### EXERCISE INSTRUCTIONS
Rescale the items from the line containing "In the photograph above, where can the grassy" through the end of the items: copy every line, including the lines of text, and multiply each point coordinate by 2.1, rounding to a whole number with halves rounded up. Leave the pictures out.

### DATASET RECORDS
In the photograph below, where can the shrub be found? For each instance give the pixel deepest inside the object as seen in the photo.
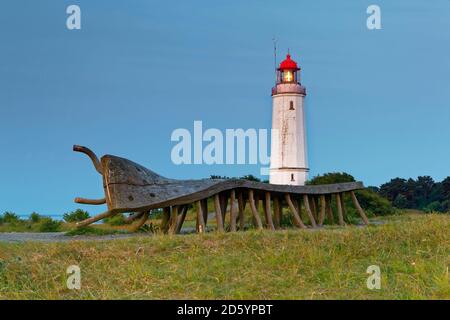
(49, 225)
(91, 231)
(374, 203)
(76, 216)
(116, 220)
(35, 217)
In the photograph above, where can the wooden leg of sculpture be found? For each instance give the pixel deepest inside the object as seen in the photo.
(308, 211)
(232, 211)
(255, 212)
(200, 220)
(339, 208)
(205, 211)
(241, 205)
(329, 210)
(94, 219)
(268, 211)
(298, 221)
(344, 211)
(181, 218)
(358, 207)
(134, 216)
(173, 219)
(223, 205)
(140, 223)
(218, 213)
(323, 205)
(277, 212)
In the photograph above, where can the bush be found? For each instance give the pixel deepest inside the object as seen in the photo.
(116, 220)
(371, 201)
(35, 217)
(49, 225)
(374, 203)
(76, 216)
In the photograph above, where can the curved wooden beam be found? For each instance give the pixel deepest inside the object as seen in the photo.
(90, 201)
(308, 211)
(251, 199)
(91, 155)
(358, 207)
(298, 221)
(140, 223)
(94, 219)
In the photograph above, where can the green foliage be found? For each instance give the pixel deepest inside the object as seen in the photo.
(49, 225)
(76, 216)
(372, 202)
(116, 220)
(35, 217)
(422, 193)
(91, 231)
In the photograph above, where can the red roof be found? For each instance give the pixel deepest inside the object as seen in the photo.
(288, 64)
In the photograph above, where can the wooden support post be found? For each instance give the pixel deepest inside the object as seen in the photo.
(232, 211)
(277, 212)
(241, 205)
(255, 212)
(223, 205)
(298, 221)
(308, 211)
(323, 207)
(329, 210)
(173, 220)
(94, 219)
(205, 211)
(358, 207)
(134, 216)
(141, 222)
(339, 208)
(344, 211)
(165, 220)
(200, 218)
(181, 218)
(268, 211)
(313, 206)
(219, 219)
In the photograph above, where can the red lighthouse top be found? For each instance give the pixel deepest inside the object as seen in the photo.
(288, 64)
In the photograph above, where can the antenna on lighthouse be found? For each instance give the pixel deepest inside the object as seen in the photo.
(275, 56)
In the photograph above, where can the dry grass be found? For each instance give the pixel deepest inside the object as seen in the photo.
(411, 250)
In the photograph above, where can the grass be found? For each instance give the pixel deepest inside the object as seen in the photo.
(412, 251)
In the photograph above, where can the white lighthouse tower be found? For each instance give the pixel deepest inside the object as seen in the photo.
(288, 156)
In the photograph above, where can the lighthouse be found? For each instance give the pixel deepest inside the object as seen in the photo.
(288, 154)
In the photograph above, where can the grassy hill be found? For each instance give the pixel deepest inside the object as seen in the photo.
(412, 251)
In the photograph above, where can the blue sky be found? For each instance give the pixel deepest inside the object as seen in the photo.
(377, 105)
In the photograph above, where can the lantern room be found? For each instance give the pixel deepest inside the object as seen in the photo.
(287, 72)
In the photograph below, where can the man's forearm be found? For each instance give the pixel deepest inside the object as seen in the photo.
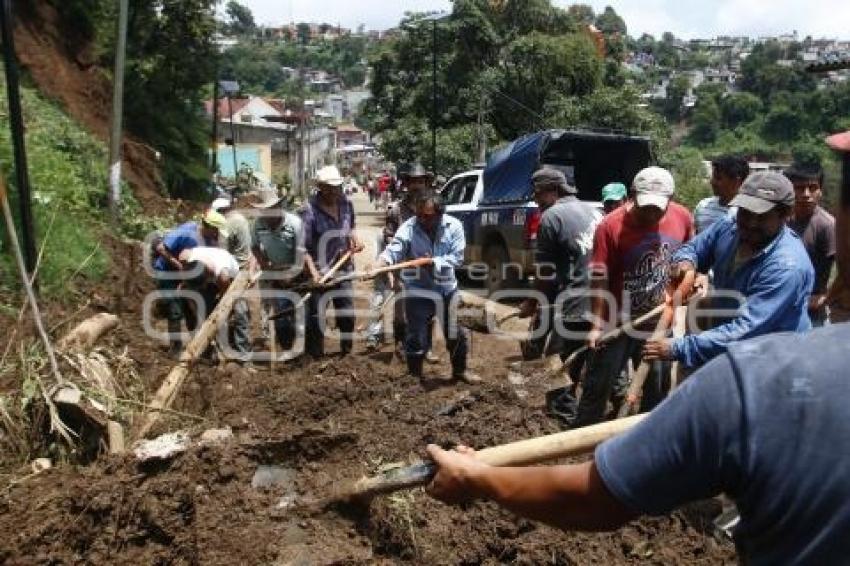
(569, 497)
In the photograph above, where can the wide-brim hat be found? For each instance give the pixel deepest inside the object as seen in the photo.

### SOLUTION FOR THIS PROBLEM
In the photograph above, where can the grassy hill be found? For each instance give the pixel deepest inside the object as seen in the photo.
(865, 527)
In the photograph above, where can the blue sky be found? For each instance give the pixel deepest inside the object as seen in the photo.
(792, 221)
In the photograph above, where can the lantern room be found? For each instance give the pixel deepest inside the object as seen in the photo.
(603, 151)
In the photograph below, where can the man's forearm be found? For each instance give the pixel deepest inside the object as seen in the photo.
(1195, 1044)
In the photograph above, where can the wide-brim hat be found? For each instance give the pixel deepest inside the object as seen in the photo.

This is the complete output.